▸ **COSA FARE**:
a) Secondo il brano, come si chiamava la chiesa cattolica di Göttingen che si trovava all'angolo della strada percorsa da Edith Stein per andare all'università?
b) Spiega per favore perché, secondo il brano, chi scrive pensa che Edith Stein non si sarebbe riconosciuta nella descrizione di cui parla all'inizio.

▸ **BRANO DA LEGGERE**:
———

Mi son chiesta se Edith Stein si sarebbe riconosciuta in questa descrizione; mi è venuto da rispondere di no, che Edith Stein, da come parla di sé e della sua esperienza di pensiero e di vita, collocherebbe piuttosto la sua esperienza religiosa, nello splendore della luce spirituale della rivelazione che continuerà a brillare nella clausura; e metterebbe la vita di prima della conversione nella parte oscura: la vita adombrata del mondo prima di essere illuminata, secondo la sua esperienza, dalla luce della verità.

Nelle sue pagine autobiografiche Edith Stein ricorda il suono assordante delle campane di Göttingen; confermo anche questo e aggiungo che sono convinta che è lì a Göttingen che Stein si converte al cattolicesimo, attraverso due vie. Benché Göttingen fosse e sia una città protestante, aveva però una chiesa cattolica, la Michaelis Kirche, proprio all’angolo della strada che Edith Stein scendeva per andare a piedi da casa sua all’università. Può essere che i miti e i riti di cui la chiesa cattolica è maestra l’abbiano affascinata. Questa è la prima via. La seconda, più certa, è la via della fenomenologia, professata come credenza e quasi come fede proprio lì a Göttingen da alcuni discepoli di Husserl che erano anche credenti e che sembravano godere di un gradino in più di sapienza filosofica: quella che veniva loro dalla fede e dalla teologia.

E le posizioni sulla donna? È possibile definire femminista Edith Stein, che tanto scrisse e parlò alle donne in funzione di conferenziera-predicatrice? Se sì, era sicuramente una sostenitrice di quello che si sarebbe chiamato il pensiero della differenza, del quale attrae l’idea di un possibile settore di potenzialità, soffocato dalla prospettiva androcentrica assunta a canone interpretativo, ancor in gran parte da esplorare. Ora, se il rischio della prospettiva egualitarista è quello di soffocare dimensioni innegabilmente – in quanto fisiologicamente – legate alla donna, come in primis la capacità di procreare, la dimensione differenzialista corre un rischio assai più grave, almeno ai miei occhi, che è stato chiamato il rischio di essenzialismo. Essenzialismo vuol dire che si prendono i valori tradizionalmente associati alle donne – sentimento, emozioni, cura, attenzione al particolare, all’unico e al difforme, pensiero materno etc. – e se ne fa una sorta di «essenza femminile», la quale poi non viene svalutata ma anzi affermata positivamente.

———

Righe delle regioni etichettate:
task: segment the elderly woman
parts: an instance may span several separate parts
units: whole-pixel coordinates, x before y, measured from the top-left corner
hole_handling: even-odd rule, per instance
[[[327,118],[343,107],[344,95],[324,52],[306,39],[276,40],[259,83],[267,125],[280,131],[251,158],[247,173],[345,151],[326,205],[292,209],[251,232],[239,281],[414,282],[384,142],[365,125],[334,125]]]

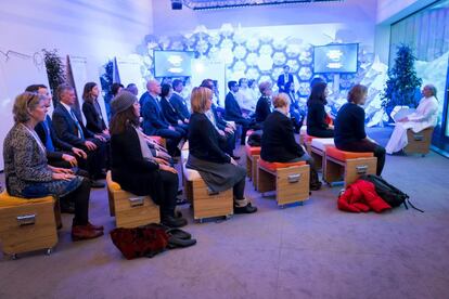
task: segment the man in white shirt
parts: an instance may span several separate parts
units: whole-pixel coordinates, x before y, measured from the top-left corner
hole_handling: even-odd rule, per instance
[[[399,119],[396,122],[395,130],[386,145],[386,153],[400,152],[408,144],[407,130],[411,129],[418,133],[426,128],[435,127],[438,121],[438,101],[435,98],[436,88],[433,84],[427,84],[423,88],[423,99],[414,113]]]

———

▸ **SOLUZIONI PER COMPITO**:
a) Si chiamava Michaelis Kirche.

b) Da come Edith Stein parla di sé, collocherebbe piuttosto la sua esperienza religiosa nello splendore della luce spirituale della rivelazione. Metterebbe invece la vita precedente alla conversione nella parte oscura, quella del mondo non ancora illuminato dalla luce della verità.